- TASKS AND EXERCISES
1) In the e-learning pricing text, what price range is given for an advanced module?
2) Switch "thickest" to "widest" in the records, covering everything from the line containing "point: car's red" down to the end of the records, and give only those lines back with nothing else changed.

- QUOTED PASSAGE
----------

Let’s be blunt.
In 2026, the price of a truly custom e-learning module—one that’s actually designed for your organization, not just recolored—most often falls between €10,000 and €80,000. Below that, around €5,000, you’re generally looking at a short, fairly simple format, with few interactions and limited customization. Above €100,000, you move into another league: complex simulation, many branches, heavy constraints, denser production, longer validation cycles.
And there’s a classic trap: trying to reduce the budget to a “price per minute.” It’s tempting because it’s simple. The problem is that it oversimplifies.
Because what drives the cost of a module isn’t only its duration. It’s mostly everything it includes: instructional design, level of interactivity, richness of feedback, media, language versions, accessibility, compliance requirements, LMS compatibility, tracking logic. A module can look very simple on screen and be, behind the scenes, very demanding to produce.
Price of a custom e-learning module in 2026: useful ranges
To compare quotes, you need benchmarks.
- Simple module: about €5,000 to €15,000
Clear content, clean structure, limited interactions, standard SCORM export. - Standard module: around €10,000 to €30,000
You move into real scenario design, with more interactive screens, feedback, and some media. - Advanced module: between €30,000 and €80,000
Branching, scoring, remediation, reinforced UAT, sometimes multiple languages. - Ambitious simulation or serious game: €80,000 and up
Non-linear learning path, rich structure, more nuanced narrative, heavier testing, often with strong business or regulatory requirements.
What widens the gaps between these categories isn’t just design. The real difference comes from hidden complexity. As soon as the learning path offers multiple choices with different consequences, the workload increases fast: writing, integration, branch consistency, QA, and especially QA.
“Custom” doesn’t always mean the same thing
The term is everywhere. And it’s reassuring. But it doesn’t always cover the same reality.
In the strict sense, a custom module starts from your reality: your jobs, your tools, your procedures, your risks, your wording, your internal culture. The learner isn’t in a generic setting—they’re in a world that feels familiar.
In practice, many offers described as “custom” are closer to light personalization: logo, color palette, homepage, two or three tailored examples. It’s useful, but it’s not the same thing.
- Off-the-shelf: ready-to-use content, quick to roll out, more economical, little contextualization
- Personalized: an existing base partially adapted to your environment
- Custom: content designed from the start based on your real-life situations
The nuance becomes very concrete as soon as you’re aiming for more than simple information transfer. When the goal is to change reflexes, behaviors, or posture (management, sales, safety, customer relationship), the level of realism really changes the game.
Factors that affect the price of a custom e-learning module
Two modules of similar duration can have very different budgets. It’s common, and it’s not necessarily a sign that a provider is “overcharging.”
The differences almost always come from the same topics. Some are obvious right away. Others show up late—sometimes at the worst possible time.
Module duration: important, but architecture often matters more
The reflex is logical: the longer it is, the more expensive it is. Yes—but not always in the proportion you’d expect.

----------

- RECORD EXTRACTS
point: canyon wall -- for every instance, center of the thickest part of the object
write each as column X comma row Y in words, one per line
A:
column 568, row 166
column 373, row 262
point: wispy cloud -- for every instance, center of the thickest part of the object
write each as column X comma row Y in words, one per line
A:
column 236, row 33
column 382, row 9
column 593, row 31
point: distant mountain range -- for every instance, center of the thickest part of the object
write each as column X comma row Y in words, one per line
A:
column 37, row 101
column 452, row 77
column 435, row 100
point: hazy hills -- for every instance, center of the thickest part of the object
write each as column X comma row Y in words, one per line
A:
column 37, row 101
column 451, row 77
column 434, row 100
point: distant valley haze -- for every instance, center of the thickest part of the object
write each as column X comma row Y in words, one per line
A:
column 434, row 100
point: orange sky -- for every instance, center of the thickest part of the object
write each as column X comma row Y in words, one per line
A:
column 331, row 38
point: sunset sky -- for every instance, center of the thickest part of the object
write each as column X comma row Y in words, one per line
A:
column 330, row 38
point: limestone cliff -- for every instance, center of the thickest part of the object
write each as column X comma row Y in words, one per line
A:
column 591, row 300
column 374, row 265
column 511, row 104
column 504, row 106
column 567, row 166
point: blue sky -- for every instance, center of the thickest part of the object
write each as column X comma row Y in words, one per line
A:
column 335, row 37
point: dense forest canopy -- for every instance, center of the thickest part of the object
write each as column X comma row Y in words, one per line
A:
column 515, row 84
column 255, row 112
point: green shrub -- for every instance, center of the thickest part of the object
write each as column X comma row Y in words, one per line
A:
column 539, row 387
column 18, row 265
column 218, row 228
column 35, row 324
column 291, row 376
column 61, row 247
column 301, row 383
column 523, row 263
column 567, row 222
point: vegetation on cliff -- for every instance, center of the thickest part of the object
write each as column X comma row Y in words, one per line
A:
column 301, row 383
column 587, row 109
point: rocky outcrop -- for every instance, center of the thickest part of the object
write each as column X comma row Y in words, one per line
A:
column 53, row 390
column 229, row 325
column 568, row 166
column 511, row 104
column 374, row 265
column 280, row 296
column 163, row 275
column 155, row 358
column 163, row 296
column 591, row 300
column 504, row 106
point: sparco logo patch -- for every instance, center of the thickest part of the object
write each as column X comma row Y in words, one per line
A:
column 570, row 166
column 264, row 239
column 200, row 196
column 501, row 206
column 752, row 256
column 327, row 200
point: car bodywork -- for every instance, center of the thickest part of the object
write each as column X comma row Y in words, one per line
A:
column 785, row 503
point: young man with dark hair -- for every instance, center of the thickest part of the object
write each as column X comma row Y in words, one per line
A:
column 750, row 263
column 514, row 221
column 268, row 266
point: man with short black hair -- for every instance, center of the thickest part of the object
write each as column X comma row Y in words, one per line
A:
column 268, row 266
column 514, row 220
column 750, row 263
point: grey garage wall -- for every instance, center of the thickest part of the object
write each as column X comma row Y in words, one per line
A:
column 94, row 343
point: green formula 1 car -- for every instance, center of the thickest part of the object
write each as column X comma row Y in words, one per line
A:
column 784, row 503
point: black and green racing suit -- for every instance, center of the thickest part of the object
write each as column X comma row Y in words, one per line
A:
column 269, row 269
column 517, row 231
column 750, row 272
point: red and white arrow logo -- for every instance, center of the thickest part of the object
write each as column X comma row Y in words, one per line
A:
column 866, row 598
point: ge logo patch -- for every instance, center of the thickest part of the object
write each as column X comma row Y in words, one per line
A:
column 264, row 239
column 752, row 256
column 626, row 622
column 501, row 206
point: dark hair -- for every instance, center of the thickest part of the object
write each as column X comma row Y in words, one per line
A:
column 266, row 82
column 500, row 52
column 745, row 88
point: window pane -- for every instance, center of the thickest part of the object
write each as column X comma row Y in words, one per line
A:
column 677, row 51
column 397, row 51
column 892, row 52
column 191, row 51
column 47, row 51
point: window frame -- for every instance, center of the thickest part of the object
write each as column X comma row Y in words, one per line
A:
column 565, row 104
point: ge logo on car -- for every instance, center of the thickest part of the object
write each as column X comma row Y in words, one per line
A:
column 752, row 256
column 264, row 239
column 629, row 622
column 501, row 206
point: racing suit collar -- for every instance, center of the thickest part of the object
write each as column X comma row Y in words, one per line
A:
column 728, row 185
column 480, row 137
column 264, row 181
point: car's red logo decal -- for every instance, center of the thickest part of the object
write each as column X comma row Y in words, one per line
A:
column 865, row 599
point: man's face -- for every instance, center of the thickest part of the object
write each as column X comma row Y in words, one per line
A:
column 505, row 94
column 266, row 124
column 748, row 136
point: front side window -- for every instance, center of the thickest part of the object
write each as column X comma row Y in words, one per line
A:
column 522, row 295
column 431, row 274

----------

- ANSWERS FOR THE EXERCISE
1) Between €30,000 and €80,000.

2)
point: car's red logo decal -- for every instance, center of the widest part of the object
write each as column X comma row Y in words, one per line
A:
column 865, row 599
point: man's face -- for every instance, center of the widest part of the object
write each as column X comma row Y in words, one per line
A:
column 505, row 94
column 266, row 124
column 748, row 136
point: front side window -- for every instance, center of the widest part of the object
write each as column X comma row Y in words, one per line
A:
column 522, row 295
column 431, row 274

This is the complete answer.